## WHAT TO WORK ON:
Rescale the lines of the listing between the line holding "Target: merchandise on table" and the line holding "[(149, 343), (123, 421), (136, 274), (136, 310), (139, 378)]", inclusive, and reproduce only those lines in full, requests included. Multiply every x and y coordinate in the answers by 1.25, round each to the nearest whole number with halves going up, and leave all other text unchanged.

::: INFORMATION PROVIDED

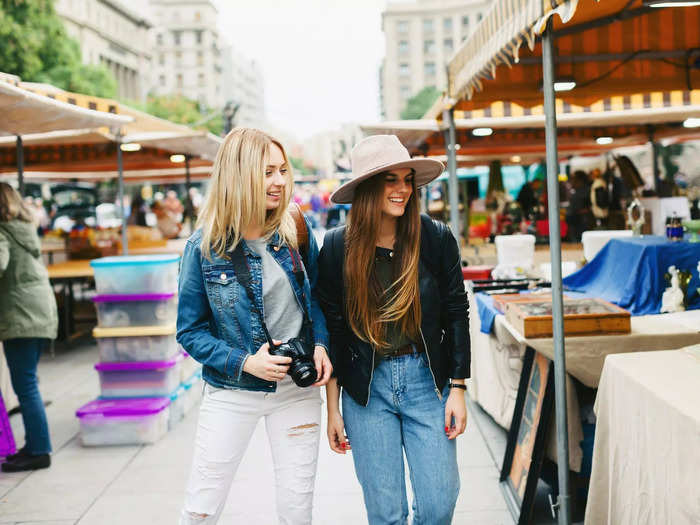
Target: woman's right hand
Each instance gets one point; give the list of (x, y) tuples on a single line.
[(337, 439), (266, 366)]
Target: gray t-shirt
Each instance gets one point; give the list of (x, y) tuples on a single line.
[(283, 314)]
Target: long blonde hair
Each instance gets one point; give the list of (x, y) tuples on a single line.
[(368, 306), (11, 205), (236, 197)]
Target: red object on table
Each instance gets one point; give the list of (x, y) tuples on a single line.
[(472, 273)]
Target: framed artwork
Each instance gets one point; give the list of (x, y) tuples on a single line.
[(525, 448)]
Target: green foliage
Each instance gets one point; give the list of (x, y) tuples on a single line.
[(182, 110), (36, 47), (420, 103)]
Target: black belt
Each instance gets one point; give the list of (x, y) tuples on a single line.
[(404, 350)]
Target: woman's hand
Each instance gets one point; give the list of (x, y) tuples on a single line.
[(456, 408), (265, 366), (323, 366), (337, 439)]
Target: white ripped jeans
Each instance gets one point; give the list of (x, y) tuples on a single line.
[(227, 419)]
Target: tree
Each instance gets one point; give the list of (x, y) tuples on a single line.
[(36, 47), (420, 103), (182, 110)]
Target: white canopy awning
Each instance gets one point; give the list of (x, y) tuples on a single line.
[(23, 112)]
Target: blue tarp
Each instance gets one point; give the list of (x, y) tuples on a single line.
[(630, 272)]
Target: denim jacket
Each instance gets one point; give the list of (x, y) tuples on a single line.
[(215, 322)]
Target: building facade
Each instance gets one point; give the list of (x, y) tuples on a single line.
[(188, 52), (114, 35), (421, 37), (244, 87)]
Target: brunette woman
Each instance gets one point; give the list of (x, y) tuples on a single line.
[(243, 285), (390, 284)]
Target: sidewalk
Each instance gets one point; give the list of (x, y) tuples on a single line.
[(144, 484)]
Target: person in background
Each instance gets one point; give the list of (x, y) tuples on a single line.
[(168, 226), (28, 320)]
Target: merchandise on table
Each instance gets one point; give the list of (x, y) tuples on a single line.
[(149, 343), (123, 421), (136, 274), (136, 310), (139, 378)]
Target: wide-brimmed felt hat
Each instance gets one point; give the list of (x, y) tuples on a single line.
[(379, 154)]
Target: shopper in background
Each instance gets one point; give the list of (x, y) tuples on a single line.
[(28, 320)]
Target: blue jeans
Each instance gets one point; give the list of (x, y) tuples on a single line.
[(404, 413), (22, 356)]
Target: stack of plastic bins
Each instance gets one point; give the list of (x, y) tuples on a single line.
[(140, 359)]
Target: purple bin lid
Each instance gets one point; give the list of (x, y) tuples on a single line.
[(123, 407), (108, 298), (138, 365)]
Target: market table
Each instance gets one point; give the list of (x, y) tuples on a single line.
[(629, 272), (646, 458)]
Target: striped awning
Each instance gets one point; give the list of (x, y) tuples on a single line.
[(518, 132), (607, 47), (24, 111)]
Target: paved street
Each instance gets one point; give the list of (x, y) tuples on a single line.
[(144, 484)]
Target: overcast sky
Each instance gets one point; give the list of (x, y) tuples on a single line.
[(320, 58)]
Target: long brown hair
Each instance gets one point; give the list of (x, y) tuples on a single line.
[(11, 205), (369, 307)]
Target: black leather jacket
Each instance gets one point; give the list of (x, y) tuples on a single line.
[(444, 307)]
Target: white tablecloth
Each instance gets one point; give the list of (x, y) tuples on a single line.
[(646, 460)]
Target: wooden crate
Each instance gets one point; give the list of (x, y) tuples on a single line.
[(581, 317)]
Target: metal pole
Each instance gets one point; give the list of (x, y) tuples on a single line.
[(450, 140), (564, 515), (20, 165), (189, 209), (120, 168)]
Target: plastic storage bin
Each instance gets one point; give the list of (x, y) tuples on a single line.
[(139, 378), (136, 310), (123, 421), (136, 274), (147, 343), (515, 250)]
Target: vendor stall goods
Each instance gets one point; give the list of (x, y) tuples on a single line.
[(581, 317)]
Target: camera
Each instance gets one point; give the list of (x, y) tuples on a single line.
[(302, 367)]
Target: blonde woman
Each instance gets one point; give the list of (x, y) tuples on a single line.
[(398, 323), (28, 319), (243, 286)]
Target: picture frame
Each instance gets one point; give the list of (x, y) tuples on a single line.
[(525, 447)]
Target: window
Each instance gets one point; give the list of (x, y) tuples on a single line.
[(448, 44)]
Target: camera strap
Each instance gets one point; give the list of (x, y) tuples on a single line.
[(240, 266)]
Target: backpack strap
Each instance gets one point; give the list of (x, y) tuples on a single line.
[(302, 230)]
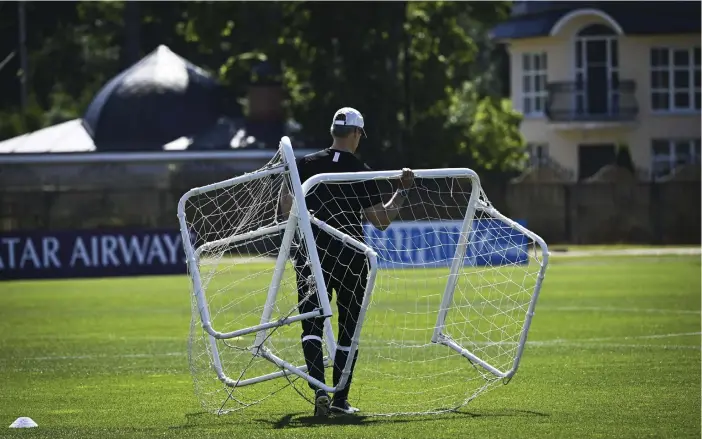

::::::

## SOLUTION:
Target: merchandise on table
Each instance gets one point; give the list of (x, y) tuples on a single line.
[(186, 429), (154, 526), (170, 343), (170, 388), (174, 473)]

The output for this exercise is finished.